Exercise aim: Copy the material below line for line, changing nothing.
=-=-=-=-=
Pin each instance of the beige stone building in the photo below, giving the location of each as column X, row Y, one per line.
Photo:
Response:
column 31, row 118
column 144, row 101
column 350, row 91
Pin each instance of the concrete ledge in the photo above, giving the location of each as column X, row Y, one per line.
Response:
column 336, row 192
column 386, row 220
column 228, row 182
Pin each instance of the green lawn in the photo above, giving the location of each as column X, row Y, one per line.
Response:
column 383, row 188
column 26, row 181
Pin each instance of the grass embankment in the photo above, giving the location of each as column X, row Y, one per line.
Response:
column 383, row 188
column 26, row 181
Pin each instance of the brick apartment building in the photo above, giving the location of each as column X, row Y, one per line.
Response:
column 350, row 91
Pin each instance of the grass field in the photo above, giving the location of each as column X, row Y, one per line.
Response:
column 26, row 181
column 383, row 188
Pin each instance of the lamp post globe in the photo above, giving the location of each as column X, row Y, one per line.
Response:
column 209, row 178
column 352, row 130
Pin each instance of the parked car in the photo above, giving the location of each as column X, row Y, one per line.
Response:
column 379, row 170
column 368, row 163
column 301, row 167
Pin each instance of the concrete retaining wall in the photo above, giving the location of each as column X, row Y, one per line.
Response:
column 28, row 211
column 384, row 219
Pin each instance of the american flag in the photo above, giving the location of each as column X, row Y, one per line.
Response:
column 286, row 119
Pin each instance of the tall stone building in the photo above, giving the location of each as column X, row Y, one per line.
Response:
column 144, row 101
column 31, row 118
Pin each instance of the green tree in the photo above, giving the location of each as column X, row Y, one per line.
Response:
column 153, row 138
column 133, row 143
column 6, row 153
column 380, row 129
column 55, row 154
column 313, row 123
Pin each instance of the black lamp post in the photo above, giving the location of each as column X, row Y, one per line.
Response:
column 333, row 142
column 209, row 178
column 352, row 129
=-=-=-=-=
Exercise solution:
Pin each instance of the beige stone building in the photo below, giving the location of each as column X, row Y, one per line.
Photo:
Response:
column 31, row 118
column 144, row 101
column 350, row 91
Pin each instance of the concrete ledge in the photo above, giving the location of each as column X, row Y, one per line.
Response:
column 336, row 192
column 386, row 220
column 228, row 182
Pin each instance of the green lawn in the photo above, giving the location of each as column X, row Y, one per line.
Response:
column 383, row 188
column 26, row 181
Pin each instance of the grass embankment in the photo above, giving the location of each as column X, row Y, one per line.
Response:
column 383, row 188
column 26, row 181
Pin each instance of the brick apartment building in the photo above, giving the location of each as column X, row Y, one per line.
Response:
column 350, row 91
Pin each instance of the grass field in the photo above, giving the location of each as column X, row Y, one per line.
Response:
column 26, row 181
column 383, row 188
Pin each instance of the lamp post globe in the photo above, giving the location of each as column X, row Y, one per line.
Response:
column 209, row 178
column 352, row 130
Pin each instance of the parked car in the photo above, giving the location of each as column X, row Y, one per line.
Response:
column 379, row 170
column 368, row 163
column 301, row 167
Pin each instance of the concrete retaining wall in the photo above, giving the location of each as column X, row Y, one per line.
Response:
column 28, row 211
column 384, row 219
Pin each instance of the american flag in the photo above, giving the location of each as column X, row Y, one per line.
Response:
column 286, row 119
Pin each instance of the tall stone building in the photo above, giving the location of each as column X, row Y, one per line.
Response:
column 144, row 101
column 31, row 118
Pin each instance of the green tree in the photo above, giving the location of each as column X, row Y, one per line.
Response:
column 153, row 138
column 133, row 143
column 6, row 153
column 380, row 129
column 55, row 154
column 313, row 123
Pin each instance of the black lamp post in the photo above, giving the location of each as column X, row Y, one per line.
Response:
column 333, row 142
column 209, row 178
column 352, row 129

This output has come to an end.